> **STATED EXERCISE A**: Swap "released" for "reopened" in the maintenance notice below and give that part again, beginning at the words "October 30, 2023" and stopping after "on October 27.".

> **SUPPLIED PASSAGE**:
----

PACE A Partnership for an Advanced Computing Environment

October 30, 2023

PACE Maintenance Period (Oct 24 – Oct 30, 2023) is over

Filed under: Uncategorized — Grigori Yourganov @ 12:33 pm

The maintenance on the Phoenix, Hive, Buzzard, Firebird, and ICE clusters has been completed. All clusters are back in production and ready for research; all jobs that have been held by the scheduler have been released. The Firebird cluster has been released at 12:30 pm on October 30, and the other clusters have been released at 2:45 pm on October 27.  

Update on the current cooling situation: DataBank performed a temporary repair to restore cooling to the research hosting environment. Cooling capacity in the research hall is at less than 100%, and is being actively monitored. We are currently able to run the clusters at full capacity. The plan is for DataBank to install new parts during the next Maintenance window, which is scheduled for Jan 23rd-25th, 2024. Should the situation worsen, and a full repair be required sooner, we will do our best to provide at least 1 week worth of notice. At this time, we do not expect the need for additional downtime.

----

> **THE RECORDS**:
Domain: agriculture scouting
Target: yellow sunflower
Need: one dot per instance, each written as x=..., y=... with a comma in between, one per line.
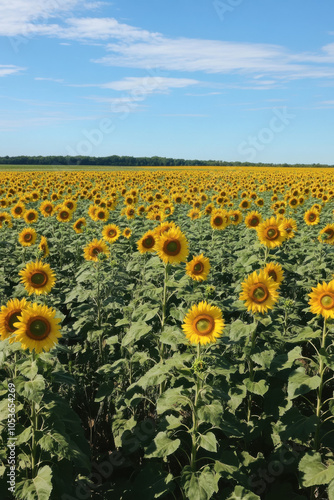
x=94, y=248
x=203, y=324
x=259, y=291
x=37, y=278
x=9, y=315
x=322, y=299
x=172, y=246
x=198, y=268
x=147, y=242
x=30, y=216
x=253, y=219
x=271, y=232
x=327, y=235
x=111, y=233
x=275, y=272
x=37, y=328
x=43, y=247
x=311, y=217
x=27, y=237
x=79, y=225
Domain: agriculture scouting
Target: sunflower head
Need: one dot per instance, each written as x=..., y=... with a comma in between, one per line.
x=37, y=328
x=203, y=323
x=198, y=268
x=322, y=299
x=259, y=291
x=37, y=278
x=172, y=246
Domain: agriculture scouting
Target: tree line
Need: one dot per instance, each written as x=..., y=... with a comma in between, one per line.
x=132, y=161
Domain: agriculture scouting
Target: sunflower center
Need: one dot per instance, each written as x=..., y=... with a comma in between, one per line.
x=12, y=318
x=273, y=274
x=38, y=328
x=148, y=242
x=218, y=221
x=272, y=233
x=260, y=293
x=39, y=279
x=172, y=247
x=198, y=268
x=327, y=301
x=204, y=324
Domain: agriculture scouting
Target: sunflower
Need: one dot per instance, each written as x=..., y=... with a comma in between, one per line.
x=43, y=247
x=79, y=225
x=172, y=246
x=275, y=272
x=111, y=233
x=9, y=315
x=37, y=328
x=198, y=268
x=219, y=219
x=46, y=208
x=147, y=242
x=18, y=210
x=27, y=237
x=37, y=278
x=94, y=248
x=271, y=232
x=311, y=217
x=30, y=216
x=203, y=323
x=290, y=227
x=64, y=214
x=327, y=235
x=322, y=299
x=127, y=233
x=259, y=291
x=253, y=219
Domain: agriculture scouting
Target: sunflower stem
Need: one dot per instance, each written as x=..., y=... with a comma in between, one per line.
x=251, y=369
x=163, y=318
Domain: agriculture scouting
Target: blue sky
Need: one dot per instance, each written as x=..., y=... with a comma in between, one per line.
x=231, y=80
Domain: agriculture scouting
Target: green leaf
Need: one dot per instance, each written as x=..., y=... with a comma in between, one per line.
x=300, y=383
x=208, y=441
x=199, y=486
x=259, y=388
x=240, y=493
x=314, y=472
x=162, y=446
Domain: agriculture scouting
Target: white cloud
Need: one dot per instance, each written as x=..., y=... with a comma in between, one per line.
x=9, y=69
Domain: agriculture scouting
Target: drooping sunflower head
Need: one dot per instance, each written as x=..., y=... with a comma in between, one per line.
x=9, y=315
x=203, y=324
x=172, y=246
x=43, y=247
x=37, y=328
x=271, y=232
x=327, y=235
x=27, y=237
x=147, y=242
x=322, y=299
x=259, y=291
x=94, y=249
x=198, y=268
x=253, y=219
x=275, y=272
x=37, y=278
x=111, y=233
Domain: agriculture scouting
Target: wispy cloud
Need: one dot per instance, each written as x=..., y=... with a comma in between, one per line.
x=9, y=69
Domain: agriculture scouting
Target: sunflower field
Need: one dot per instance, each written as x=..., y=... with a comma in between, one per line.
x=167, y=334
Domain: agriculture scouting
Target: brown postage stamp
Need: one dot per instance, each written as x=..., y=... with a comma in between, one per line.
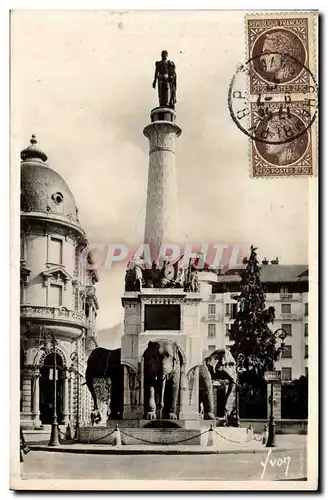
x=273, y=95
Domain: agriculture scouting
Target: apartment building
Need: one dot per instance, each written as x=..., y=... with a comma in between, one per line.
x=286, y=289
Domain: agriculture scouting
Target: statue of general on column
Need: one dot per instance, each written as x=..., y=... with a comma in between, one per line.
x=166, y=79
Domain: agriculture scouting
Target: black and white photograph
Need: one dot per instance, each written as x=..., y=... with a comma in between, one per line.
x=164, y=223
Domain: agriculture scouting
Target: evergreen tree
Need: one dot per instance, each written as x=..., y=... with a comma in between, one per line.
x=250, y=332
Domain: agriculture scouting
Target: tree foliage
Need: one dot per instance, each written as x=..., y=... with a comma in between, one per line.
x=250, y=331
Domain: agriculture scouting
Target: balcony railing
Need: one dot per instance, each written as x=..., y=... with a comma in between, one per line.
x=212, y=317
x=290, y=316
x=286, y=296
x=54, y=313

----

> **STATED EXERCISE B**: Pull out every line of the entries above that holds the string "cloud", matching case.

> **COMPLETE OUTPUT A**:
October 30, 2023

PACE Maintenance Period (Oct 24 – Oct 30, 2023) is over

Filed under: Uncategorized — Grigori Yourganov @ 12:33 pm

The maintenance on the Phoenix, Hive, Buzzard, Firebird, and ICE clusters has been completed. All clusters are back in production and ready for research; all jobs that have been held by the scheduler have been reopened. The Firebird cluster has been reopened at 12:30 pm on October 30, and the other clusters have been reopened at 2:45 pm on October 27.

> **COMPLETE OUTPUT B**:
Target: white cloud
Target: wispy cloud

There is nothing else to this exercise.